**SOURCE TEXT**
-*-*-

The redevelopment of the industrial high-rise is the first time that the Tanzanian born, London-raised world-renowned architect has undertaken a project in southern Africa. His firm, Adjaye Associates, has previously done work on the Peace Center in Oslo, the Moscow School of Management, the Msheireb Downtown district in Doha and the National Museum of African American History and Culture in Washington, D.C
Gut reaction: This is like watching a bullet coming towards my head in slow motion. The irony is like a ball of frustrated resignation in the pit of my stomach, a similar feeling aroused by ‘ghost squads’ of plainclothes police cruising along Siemert Street pointing automatic rifles out of the open doors of police minibuses at the window washers at intersections. Incidentally, this is the location of the soon-to-be-transformed 17-storey building. At times, the latent trauma of ‘revitalization’ feels like what I imagine a crime novel by Samuel Beckett to be: a surreal, felonious theatre of the absurd centered around questions of economic development, social justice, who-is-most-to-blame and of course, WTF to propose as a solution to human beings trapped in an incomprehensible world subject to any occurrence (like property developers playing Monopoly with homes).
Second reaction after rant against God in the style of Frank Gallagher shouting at the sky: But actually, my Dad is probably going to tell me about this, surreptitiously imploring me to think it’s cool to look at buying one of these properties. He will sell me dreams of Hallmark House’s gym, onsite spa, café, swimming pool and outdoor cinema (part of the Bioscope brand of cinema currently running in Maboneng.) My Mom will chime in: “Units are already on sale from R495 000 (premium apartments are expected to sell for about R2 million) which could totally be an investment for you. Did you watch the budget speech? Do you know the new housing rates eliminate transfer duty on properties below R750 000?”
And part of me will get excited thinking about a rooftop balcony with plants and Smack! microbrewery and Firebird roaster (confirmed tenants in the building, I don’t know what they are but I imagine they are craftily delicious). My imagination carried me away to a fantastical world reminiscent of the Sims-style rendering of the building plans, the kind of place where I can solve all my problems like white women in a romantic movies, by eating a giant tub of ice-cream or drinking tea by the window while wearing an oversized sweater (visual image courtesy of @fastingcannibal).
BUT! What about the people?! How do I upgrade my lifestyle to that dream world, while my neighbors set theirs on fire? Jonothan Liebemann, CEO of Propertuity, which is behind the Maboneng developments, put it best: “Property is a high-impact industry, it changes people’s lifestyles. At Propertuity we approach this industry with ideas that people say are impossible, that are crazy and won’t work.”

-*-*-

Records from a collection
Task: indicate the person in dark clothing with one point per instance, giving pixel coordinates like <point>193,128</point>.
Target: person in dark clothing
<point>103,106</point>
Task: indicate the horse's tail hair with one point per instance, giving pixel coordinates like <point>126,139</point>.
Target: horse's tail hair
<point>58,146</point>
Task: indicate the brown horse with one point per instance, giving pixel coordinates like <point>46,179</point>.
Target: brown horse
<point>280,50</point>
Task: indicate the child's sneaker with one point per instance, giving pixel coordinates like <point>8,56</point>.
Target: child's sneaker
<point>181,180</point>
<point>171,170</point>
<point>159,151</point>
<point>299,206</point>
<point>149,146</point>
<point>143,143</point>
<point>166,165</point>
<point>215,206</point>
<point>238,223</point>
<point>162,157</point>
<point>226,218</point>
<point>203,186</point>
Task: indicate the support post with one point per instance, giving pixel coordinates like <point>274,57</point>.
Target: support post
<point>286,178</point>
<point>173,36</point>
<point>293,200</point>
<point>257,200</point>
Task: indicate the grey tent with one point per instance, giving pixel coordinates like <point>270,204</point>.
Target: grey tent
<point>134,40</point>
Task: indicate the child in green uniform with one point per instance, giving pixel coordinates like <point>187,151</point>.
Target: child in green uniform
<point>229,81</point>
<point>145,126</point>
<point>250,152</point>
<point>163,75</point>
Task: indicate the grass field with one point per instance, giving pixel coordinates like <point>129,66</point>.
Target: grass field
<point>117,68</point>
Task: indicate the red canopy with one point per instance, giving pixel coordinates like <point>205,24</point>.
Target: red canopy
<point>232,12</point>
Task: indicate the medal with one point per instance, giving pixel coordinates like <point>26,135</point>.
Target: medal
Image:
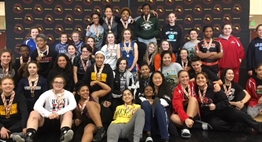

-*-*-

**REQUEST**
Decide whether each statement below agrees with the passage on the Hallmark House redevelopment, answering yes or no and quoting the passage's deciding words. 1. This is the architect's second project in southern Africa. 2. Premium apartments in the building are expected to sell for about R750 000. 3. Smack! microbrewery and Firebird roaster are confirmed tenants in the building.

**ANSWER TO THIS EXERCISE**
1. No: "the first time that the Tanzanian born, London-raised world-renowned architect has undertaken a project in southern Africa"
2. No: "premium apartments are expected to sell for about R2 million"
3. Yes: "confirmed tenants in the building"